=== PASSAGE GIVEN ===
(begin)
They were tasked to build out six data centers across six different countries within six months timeframe. And they're still doing all this other stuff. They're still keeping the lights on. They're still supporting live issues.

They're on call. They're rolling out a new configuration management tool. They're deploying new features. And unbeknownst to them, they have some organizational restructures headed their way.

After spending a few weeks with them trying to understand their situation, we didn't have time to stop and readjust and put in a new system for them. We had to do it on the road. There was no capacity for them to stop. They had to get these data centers out.

So I took them out to coffee, and I asked them, "What prevents you from getting your work done? What randomizes your day?" And these were their responses. Basically, tons of conflicting priorities and context switching. And that resulted in them unable to meet commitments, like hamsters on a wheel, and feeling pretty bad about not being appreciated was the bottom line, not being appreciated for all the work that they're doing, especially when they're up at 2:30 in the morning getting calls.

So at this point, I'm wondering three things. Oops. Here we go. I'm wondering, what is the actual demand?
(end)
=== REQUIREMENT A ===
Copy the passage about the data center team word for word, between "They're on call." and "headed their way.", inclusive.
The listing after this passage has nothing to do with it.

=== DATA TO PROCESS ===
(begin)
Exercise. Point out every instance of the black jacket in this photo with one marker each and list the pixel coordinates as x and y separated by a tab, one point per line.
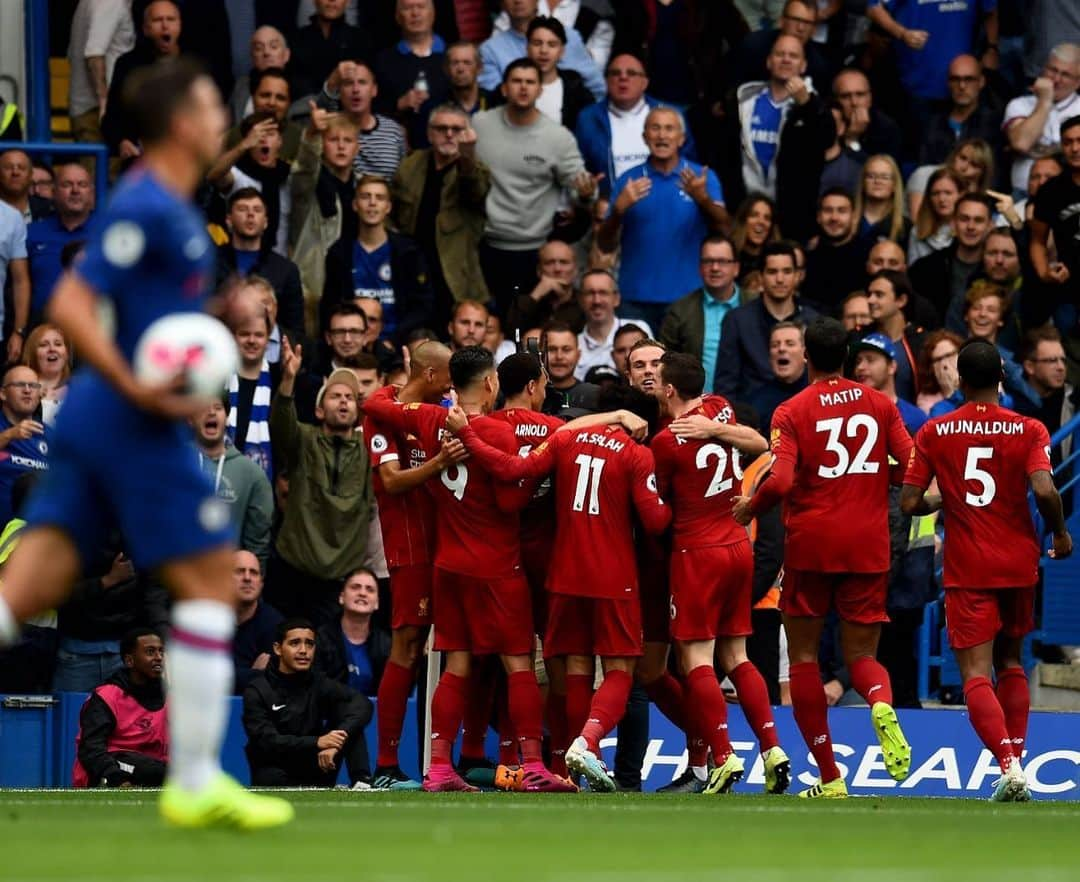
333	660
408	271
96	723
282	273
286	714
(end)
=== REQUIREMENT B ===
Rewrite the listing with "black jacket" swapped for "red scarf" and nothing else changed, leaving out the picture.

=== FINAL ANSWER A ===
They're on call. They're rolling out a new configuration management tool. They're deploying new features. And unbeknownst to them, they have some organizational restructures headed their way.

=== FINAL ANSWER B ===
Exercise. Point out every instance of the red scarf in this photo with one marker each and list the pixel coordinates as x and y separated by a tab, one point per line.
333	660
408	271
96	723
282	273
286	714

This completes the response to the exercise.